> DATA TO USE
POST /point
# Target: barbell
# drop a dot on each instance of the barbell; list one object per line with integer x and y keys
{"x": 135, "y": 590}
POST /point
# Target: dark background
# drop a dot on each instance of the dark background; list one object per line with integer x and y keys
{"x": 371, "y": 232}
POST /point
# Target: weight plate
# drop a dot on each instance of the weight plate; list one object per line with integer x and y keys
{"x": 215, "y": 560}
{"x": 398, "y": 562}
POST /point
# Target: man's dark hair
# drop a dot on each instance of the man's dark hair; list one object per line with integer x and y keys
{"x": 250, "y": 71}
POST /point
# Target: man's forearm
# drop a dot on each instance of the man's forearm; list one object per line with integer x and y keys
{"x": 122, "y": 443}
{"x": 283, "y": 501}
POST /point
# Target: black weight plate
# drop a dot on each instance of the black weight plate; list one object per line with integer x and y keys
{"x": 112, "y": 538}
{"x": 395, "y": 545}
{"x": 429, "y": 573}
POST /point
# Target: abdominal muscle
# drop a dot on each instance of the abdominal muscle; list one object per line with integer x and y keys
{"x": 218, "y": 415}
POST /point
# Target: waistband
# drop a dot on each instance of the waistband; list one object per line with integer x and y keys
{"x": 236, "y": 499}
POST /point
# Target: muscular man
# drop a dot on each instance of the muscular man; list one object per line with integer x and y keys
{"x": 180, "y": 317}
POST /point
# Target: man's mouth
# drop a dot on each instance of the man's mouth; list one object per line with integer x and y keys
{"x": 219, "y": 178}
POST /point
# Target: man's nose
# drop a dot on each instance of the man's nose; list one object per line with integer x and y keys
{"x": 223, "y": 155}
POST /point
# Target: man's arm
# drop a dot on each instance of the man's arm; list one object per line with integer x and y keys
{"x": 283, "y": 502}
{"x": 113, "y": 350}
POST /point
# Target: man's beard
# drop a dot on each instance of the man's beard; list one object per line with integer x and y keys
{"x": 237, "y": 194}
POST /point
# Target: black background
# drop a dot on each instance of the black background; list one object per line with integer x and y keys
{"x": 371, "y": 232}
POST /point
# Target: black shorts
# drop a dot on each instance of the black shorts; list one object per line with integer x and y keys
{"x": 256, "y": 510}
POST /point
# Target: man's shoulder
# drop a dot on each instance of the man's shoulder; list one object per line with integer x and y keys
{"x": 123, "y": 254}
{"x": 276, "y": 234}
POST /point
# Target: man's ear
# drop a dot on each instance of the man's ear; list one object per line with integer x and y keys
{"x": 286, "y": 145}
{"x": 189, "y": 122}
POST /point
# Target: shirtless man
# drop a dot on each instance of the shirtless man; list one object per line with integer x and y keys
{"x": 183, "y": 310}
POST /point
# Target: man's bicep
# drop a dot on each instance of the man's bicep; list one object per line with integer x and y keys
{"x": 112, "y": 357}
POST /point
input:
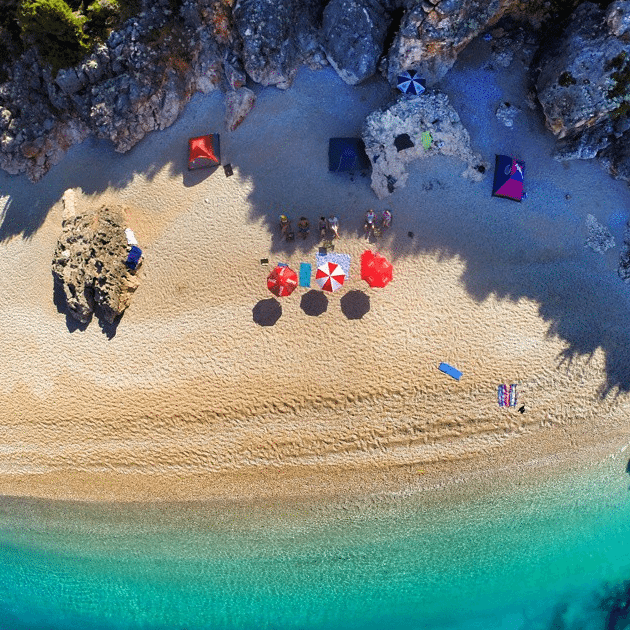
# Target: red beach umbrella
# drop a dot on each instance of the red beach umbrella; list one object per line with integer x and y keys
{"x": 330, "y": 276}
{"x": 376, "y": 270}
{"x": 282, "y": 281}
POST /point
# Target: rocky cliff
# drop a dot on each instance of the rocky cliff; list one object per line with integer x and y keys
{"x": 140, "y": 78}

...

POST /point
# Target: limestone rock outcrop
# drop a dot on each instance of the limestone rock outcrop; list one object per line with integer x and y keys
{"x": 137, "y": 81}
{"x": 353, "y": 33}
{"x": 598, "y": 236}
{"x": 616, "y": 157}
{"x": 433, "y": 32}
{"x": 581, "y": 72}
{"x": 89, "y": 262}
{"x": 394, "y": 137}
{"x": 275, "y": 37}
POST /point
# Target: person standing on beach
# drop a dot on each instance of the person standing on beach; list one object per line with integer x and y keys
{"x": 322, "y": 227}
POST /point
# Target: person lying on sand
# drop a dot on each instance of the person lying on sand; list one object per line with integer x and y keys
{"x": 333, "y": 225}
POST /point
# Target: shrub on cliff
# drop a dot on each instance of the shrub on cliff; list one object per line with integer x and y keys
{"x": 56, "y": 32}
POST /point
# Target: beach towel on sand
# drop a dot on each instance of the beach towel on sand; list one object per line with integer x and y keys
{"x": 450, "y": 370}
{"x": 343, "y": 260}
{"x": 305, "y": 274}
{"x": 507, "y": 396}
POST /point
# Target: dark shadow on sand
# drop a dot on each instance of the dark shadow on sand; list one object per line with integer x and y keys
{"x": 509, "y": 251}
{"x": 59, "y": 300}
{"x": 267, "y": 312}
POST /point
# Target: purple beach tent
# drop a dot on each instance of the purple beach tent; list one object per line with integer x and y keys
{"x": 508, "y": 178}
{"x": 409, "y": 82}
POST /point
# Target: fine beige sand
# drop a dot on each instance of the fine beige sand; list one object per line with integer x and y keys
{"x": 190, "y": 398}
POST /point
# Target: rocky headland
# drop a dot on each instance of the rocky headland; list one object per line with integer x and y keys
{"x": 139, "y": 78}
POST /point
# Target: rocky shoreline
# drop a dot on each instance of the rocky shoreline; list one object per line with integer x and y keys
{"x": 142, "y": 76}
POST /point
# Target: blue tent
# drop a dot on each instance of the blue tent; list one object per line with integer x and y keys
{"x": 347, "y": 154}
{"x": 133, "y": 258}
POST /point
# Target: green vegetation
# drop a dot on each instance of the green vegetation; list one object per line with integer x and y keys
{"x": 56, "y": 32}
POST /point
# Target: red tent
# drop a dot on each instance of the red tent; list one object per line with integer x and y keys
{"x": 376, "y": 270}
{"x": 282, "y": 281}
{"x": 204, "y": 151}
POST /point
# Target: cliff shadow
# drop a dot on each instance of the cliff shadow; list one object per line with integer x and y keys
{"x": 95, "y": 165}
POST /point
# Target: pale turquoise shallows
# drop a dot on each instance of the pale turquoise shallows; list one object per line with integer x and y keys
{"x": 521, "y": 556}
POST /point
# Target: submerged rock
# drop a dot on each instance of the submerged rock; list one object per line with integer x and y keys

==

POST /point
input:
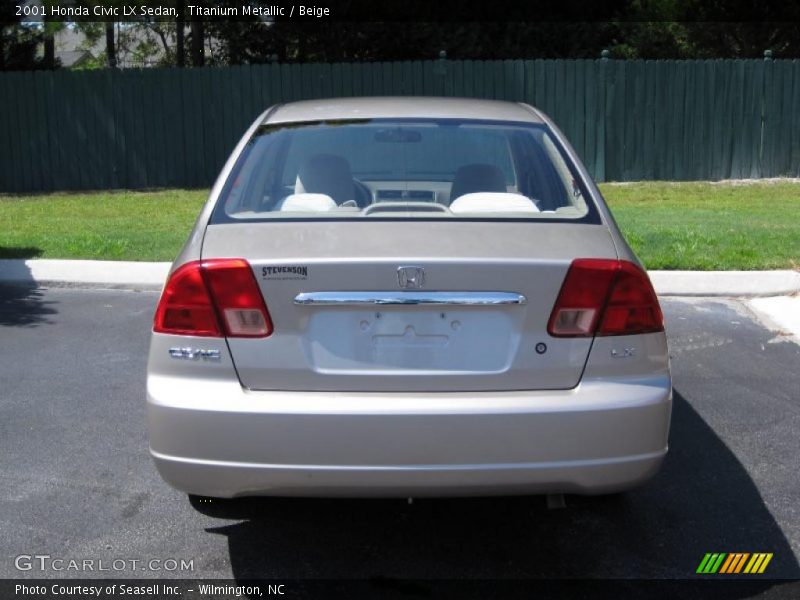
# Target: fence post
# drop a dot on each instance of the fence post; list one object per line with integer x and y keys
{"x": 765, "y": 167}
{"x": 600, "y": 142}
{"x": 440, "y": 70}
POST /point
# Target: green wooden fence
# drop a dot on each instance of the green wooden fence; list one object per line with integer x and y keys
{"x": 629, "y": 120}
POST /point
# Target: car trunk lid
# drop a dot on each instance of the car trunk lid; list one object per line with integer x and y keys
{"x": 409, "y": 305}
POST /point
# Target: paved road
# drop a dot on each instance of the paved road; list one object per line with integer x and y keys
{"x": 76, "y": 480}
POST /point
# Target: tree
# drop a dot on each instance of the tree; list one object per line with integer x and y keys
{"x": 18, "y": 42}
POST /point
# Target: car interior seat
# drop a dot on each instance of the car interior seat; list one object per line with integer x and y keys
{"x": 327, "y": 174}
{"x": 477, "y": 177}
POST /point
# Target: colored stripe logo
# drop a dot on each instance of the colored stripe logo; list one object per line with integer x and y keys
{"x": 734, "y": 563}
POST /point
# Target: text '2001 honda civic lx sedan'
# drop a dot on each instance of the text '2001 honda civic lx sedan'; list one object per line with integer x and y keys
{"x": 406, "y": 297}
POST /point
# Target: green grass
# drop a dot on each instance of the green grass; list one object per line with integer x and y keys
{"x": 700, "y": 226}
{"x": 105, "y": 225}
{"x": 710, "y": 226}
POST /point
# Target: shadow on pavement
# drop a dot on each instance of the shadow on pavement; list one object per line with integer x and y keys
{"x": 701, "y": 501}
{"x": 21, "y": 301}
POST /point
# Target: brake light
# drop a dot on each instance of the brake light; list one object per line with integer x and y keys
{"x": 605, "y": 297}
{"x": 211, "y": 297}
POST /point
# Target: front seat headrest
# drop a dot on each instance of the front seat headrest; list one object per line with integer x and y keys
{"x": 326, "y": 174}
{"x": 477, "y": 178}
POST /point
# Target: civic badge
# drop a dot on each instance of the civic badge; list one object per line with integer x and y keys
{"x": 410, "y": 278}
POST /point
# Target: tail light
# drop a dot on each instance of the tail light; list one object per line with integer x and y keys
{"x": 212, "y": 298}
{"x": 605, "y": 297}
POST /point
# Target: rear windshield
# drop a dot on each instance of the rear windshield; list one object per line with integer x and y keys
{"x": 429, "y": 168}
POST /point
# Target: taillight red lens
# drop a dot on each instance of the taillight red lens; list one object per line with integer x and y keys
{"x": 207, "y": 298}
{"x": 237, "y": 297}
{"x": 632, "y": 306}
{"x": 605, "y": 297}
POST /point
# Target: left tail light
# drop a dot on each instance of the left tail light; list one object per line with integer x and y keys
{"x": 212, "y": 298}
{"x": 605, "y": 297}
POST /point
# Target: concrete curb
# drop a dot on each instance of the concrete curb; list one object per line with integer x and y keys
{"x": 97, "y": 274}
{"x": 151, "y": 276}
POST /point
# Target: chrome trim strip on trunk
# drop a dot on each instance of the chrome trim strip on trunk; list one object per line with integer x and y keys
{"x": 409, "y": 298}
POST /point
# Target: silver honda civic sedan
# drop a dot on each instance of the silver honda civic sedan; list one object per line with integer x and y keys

> PROBLEM DETAILS
Pick out every line of the records that contains the word "lens" and copy each one.

> EXERCISE ANSWER
# Target: taillight red lens
# drop a dot on each instance of the taillight red lens; list one object per line with integer x and y keys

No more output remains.